> [PROBLEM SET]
a) In the plan summary, what is the aggregate limit on Common Shares that can be issued under the Restricted Share Award Plan?
b) List each principal purpose of the Restricted Share Award Plan that the plan summary gives.
c) Please carry the plan summary forward from its last sentence.

> [EXTRACT]
▶

ARC Resources Ltd. | 2016 | Information Circular 85 |
SCHEDULE E
SUMMARY OF LONG-TERM RESTRICTED SHARE AWARD PLAN
ARC’s Long-Term Restricted Share Award Plan (the “Restricted Share Award Plan”) is a long-term incentive plan designed to encourage ARC's executive team to think and act with a long-term orientation, specifically regarding long-term strategy development and execution. The plan is designed to further align executive compensation with the long-term interests of ARC and its shareholders.
Awards granted under the Restricted Share Award Plan consist of a share component and a cash component that makes up the remaining portion. The cash component is intended to help the grantees pay their upfront taxes on the awards.
The maximum number of Common Shares issuable pursuant to the Restricted Share Award Plan (“Restricted Shares”) is limited, in the aggregate, to 1,600,000 Common Shares (which represented approximately 0.5 per cent of the Common Shares which were issued and outstanding on the date that the plan received shareholder approval, April 30, 2015).
In addition, the number of Common Shares issuable pursuant to the Restricted Share Award Plan or any other security based compensation arrangements of ARC: (i) to insiders at any time may not exceed 10 per cent of the outstanding ARC Common Shares; and (ii) issued to insiders within any one (1) year period may not exceed 10 per cent of the outstanding ARC Common Shares. Restricted Shares granted under the plan are not assignable except in the event of death.
Purpose
The principle purposes of the Restricted Share Award Plan are to:
| 1. | Retain and attract qualified officers and employees of the Corporation and its subsidiaries and to provide compensation to such officers and employees that will reward them for their future services and contributions to the Corporation's long-term success |
| 2. | Encourage such officers and employees to always think and act with a long-term orientation, specifically regarding long-term strategy development and execution and put forth maximum efforts for the success of the business of the Corporation; and |
| 3. | Focus management of the Corporation on total long-term shareholder return of the Corporation by providing them with the opportunity through awards to increase their proprietary interest in the Corporation. |
Participation
The Restricted Share Award Plan permits the granting of awards to officers and employees ("Grantees") of the Corporation and its subsidiaries. In no event shall awards be granted to Directors of the Corporation who are not officers or employees of the Corporation or its subsidiaries.

◀

> [RAW DATA]
▶

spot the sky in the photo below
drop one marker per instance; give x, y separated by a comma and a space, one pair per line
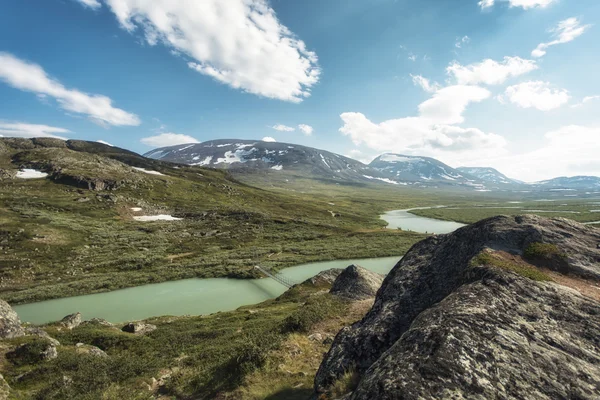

◀

> [ANSWERS IN ORDER]
a) 1,600,000 Common Shares

b)
1. Retain and attract qualified officers and employees of the Corporation and its subsidiaries, and reward them for their future services and contributions to the Corporation's long-term success.
2. Encourage those officers and employees to always think and act with a long-term orientation, specifically regarding long-term strategy development and execution, and to put forth maximum efforts for the success of the Corporation's business.
3. Focus the Corporation's management on total long-term shareholder return by giving them the opportunity, through awards, to increase their proprietary interest in the Corporation.

c)
To date, awards have only been granted to executives and certain key employees of ARC. Awards are granted to executives annually in June.
Dividends
Dividends paid on Restricted Shares remain in the Restricted Share Award Plan and are reinvested to purchase additional shares throughout the restriction period.
ARC Resources Ltd. | 2016 | Information Circular 86 |
Term and Vesting
In the absence of any determination by the Committee (where "Committee" is defined in the Restricted Share Award Plan as the Human Resources & Compensation Committee or such other Committee of the Board as is appointed from time-to-time by the Board to administer the Restricted Share Award Plan or any matters related to the Restricted Share Award Plan or, if no such Committee is appointed, the Board ) to the contrary, Restricted Shares issued pursuant to an award will vest and be releasable to the Grantee as to one-third (⅓) of the number of such Restricted Shares on each of the eighth, ninth and tenth anniversaries of the date of grant, subject to the acceleration of vesting in the discretion of the Committee.
Unvested Restricted Shares (including dividends paid on such shares) are held in trust by a third party trustee.
The cash component of an award vests immediately.
Grant Price
Restricted Shares which are issued by the Corporation pursuant to the Restricted Share Award Plan are issued from treasury at a price which is fixed by the Committee as at the time of grant and if the Common Shares are listed on a stock exchange at such time, the issue price of the Restricted Shares shall not be less than the volume weighted average trading price of the Common Shares on the TSX (or other stock exchange on which the Common Shares may be listed) for the five (5) consecutive trading days immediately preceding the date of grant.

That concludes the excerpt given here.